• **PASSAGE TO READ**
What a sour note to sound at the beginning of baking season. First, the price of sugar goes up. Then we hear that canned pumpkin may be in short supply.

If you hadn't noticed the canned pumpkin shortage, it may already be over. It was apparently a blip, caused by bad weather last year.

There have been scattered reports of stores running out, but the word is that this year's crop is in the can and the cans are headed to stores.

Jennifer Thompson of Harris Teeter said they were getting a big shipment Tuesday.

You might see spotty cases of empty shelves, but that may be the self-fulfilling nature of shortages: You hear about a shortage, you buy more and voila - there's a shortage.

Sugar price increases are more complicated. Yes, sugar prices have been going up and are expected to go up a little more through the rest of the year. How much they're up depends on who you ask.

Restaurant Depot, a trade-only restaurant supply store on Wilkinson Boulevard, is limiting sugar purchases to five bags per customer to protect their supply.

Butch Wesley, an assistant branch manager, said the price has gone up so quickly, every shipment comes in with a higher price. He guessed it's gone up 25 percent in the last six weeks.

Lynn St. Laurent, the co-owner of Amelie's Bakery, buys sugar from Restaurant Depot. She has filled her office with sugar to handle the limit. "We are making sure we have plenty of sugar on hand," she said.

At the retail level, Thompson said Harris Teeter has seen sugar increases but has been trying to absorb the change so they don't pass on big bumps to customers.

Of course, the price of sugar doesn't just show up on the 5-pound bag - it goes into a lot of products.

But I got a different perspective when I was in Louisiana with the Association of Food Journalists earlier this month. We spent a day in the sugar cane fields near Baton Rouge, and prices were a big subject.

Charles Barkley of the Sugar Processing Institute explained that there really isn't a shortage. The price of sugar is based on the world stockpile of sugar.

The stockpile is lower than it has been in years. That's because of things such as floods and droughts in India and the increase in the use of sugar for biofuels by big sugar producers like Brazil.

Food producers also are shifting away from high-fructose corn syrup and back to cane sugar. That affects supply, too.

But for American sugar producers, this is the first increase they're seen in almost 20 years. Barkley pointed out that's like not getting a raise for 20 years. That means no new equipment, no investing in improvements so they can compete in the global market.

"For all the U.S. sugar industry, this is a shot in the arm," he said. "We're just hanging on."

So even a price increase can be good news for somebody.

• **CHALLENGE A**
Can you repeat the sugar article, beginning at the words "Sugar price increases" and stopping after "last six weeks.", switching "five bags" to "three bags"?
The article and the rows come from unrelated sources.

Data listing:
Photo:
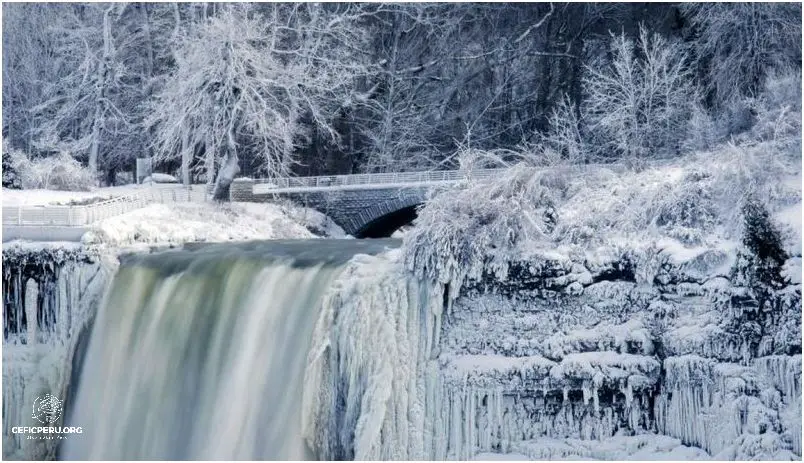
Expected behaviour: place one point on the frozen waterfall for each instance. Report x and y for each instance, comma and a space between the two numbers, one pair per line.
201, 354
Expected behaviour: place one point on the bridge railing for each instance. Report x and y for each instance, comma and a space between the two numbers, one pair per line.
375, 179
85, 214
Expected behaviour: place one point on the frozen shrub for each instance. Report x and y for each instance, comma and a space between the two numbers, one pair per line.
638, 105
564, 135
778, 109
10, 177
702, 131
461, 234
58, 172
756, 307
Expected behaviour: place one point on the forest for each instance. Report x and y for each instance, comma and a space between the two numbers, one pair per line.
213, 91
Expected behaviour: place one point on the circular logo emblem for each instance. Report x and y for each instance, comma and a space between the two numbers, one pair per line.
47, 409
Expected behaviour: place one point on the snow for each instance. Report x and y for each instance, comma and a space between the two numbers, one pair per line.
39, 360
210, 222
640, 447
38, 197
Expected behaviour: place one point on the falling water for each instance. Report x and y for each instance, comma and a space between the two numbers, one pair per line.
200, 353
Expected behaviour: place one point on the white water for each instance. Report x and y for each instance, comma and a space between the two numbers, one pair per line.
201, 355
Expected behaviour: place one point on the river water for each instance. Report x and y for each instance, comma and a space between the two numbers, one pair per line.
200, 353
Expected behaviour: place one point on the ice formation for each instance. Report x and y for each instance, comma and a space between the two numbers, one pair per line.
200, 353
50, 295
605, 355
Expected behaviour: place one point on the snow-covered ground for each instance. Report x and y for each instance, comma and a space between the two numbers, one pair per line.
649, 447
210, 222
13, 197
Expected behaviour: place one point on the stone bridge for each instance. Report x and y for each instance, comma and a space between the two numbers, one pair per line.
364, 205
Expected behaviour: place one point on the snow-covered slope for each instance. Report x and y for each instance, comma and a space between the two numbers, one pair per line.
178, 223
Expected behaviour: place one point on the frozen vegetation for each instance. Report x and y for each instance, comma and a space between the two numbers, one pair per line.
646, 307
51, 293
651, 313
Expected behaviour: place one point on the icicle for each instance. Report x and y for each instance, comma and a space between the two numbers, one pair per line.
31, 306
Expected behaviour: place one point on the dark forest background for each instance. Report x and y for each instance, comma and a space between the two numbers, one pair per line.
310, 89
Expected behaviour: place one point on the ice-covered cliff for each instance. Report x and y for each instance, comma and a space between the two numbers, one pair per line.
50, 295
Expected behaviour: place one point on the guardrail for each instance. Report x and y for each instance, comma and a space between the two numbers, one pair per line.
85, 214
332, 181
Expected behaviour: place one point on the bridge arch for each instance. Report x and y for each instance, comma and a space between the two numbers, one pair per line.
382, 219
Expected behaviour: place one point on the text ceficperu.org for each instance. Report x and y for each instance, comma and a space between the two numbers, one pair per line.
46, 430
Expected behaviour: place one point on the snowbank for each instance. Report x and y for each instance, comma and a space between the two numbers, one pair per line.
210, 222
36, 197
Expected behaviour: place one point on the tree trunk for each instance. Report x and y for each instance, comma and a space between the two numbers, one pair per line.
229, 169
209, 162
186, 154
103, 71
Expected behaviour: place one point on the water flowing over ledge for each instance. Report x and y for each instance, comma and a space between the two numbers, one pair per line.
333, 350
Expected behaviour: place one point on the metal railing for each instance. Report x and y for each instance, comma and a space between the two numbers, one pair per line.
278, 185
85, 214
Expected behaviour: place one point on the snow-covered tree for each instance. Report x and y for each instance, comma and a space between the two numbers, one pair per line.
738, 44
638, 104
243, 81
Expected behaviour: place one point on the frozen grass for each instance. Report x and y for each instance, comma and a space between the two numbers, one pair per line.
680, 208
211, 222
38, 197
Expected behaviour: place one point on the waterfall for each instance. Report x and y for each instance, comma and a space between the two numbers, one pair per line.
50, 296
201, 354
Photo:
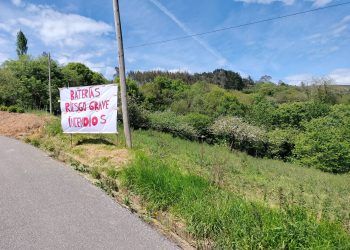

• **CHALLENGE B**
Which lines in the rows contain the string "covered"? Copy each one.

• **COMPLETE RESPONSE A**
Sugar price increases are more complicated. Yes, sugar prices have been going up and are expected to go up a little more through the rest of the year. How much they're up depends on who you ask.

Restaurant Depot, a trade-only restaurant supply store on Wilkinson Boulevard, is limiting sugar purchases to three bags per customer to protect their supply.

Butch Wesley, an assistant branch manager, said the price has gone up so quickly, every shipment comes in with a higher price. He guessed it's gone up 25 percent in the last six weeks.

• **COMPLETE RESPONSE B**
Expected behaviour: place one point on the snow-covered ground for each instance. Report x and y for each instance, comma and a space between the two numbers, one pair per line.
Expected behaviour: place one point on the snow-covered slope for each instance. Report x and y for each instance, comma and a space between the two numbers, one pair per line.
Expected behaviour: place one point on the ice-covered cliff for each instance. Report x and y for each instance, comma and a space between the two numbers, one pair per line.
Expected behaviour: place one point on the snow-covered tree for each instance. Report x and y for each instance, comma and a space between the two numbers, one pair per line.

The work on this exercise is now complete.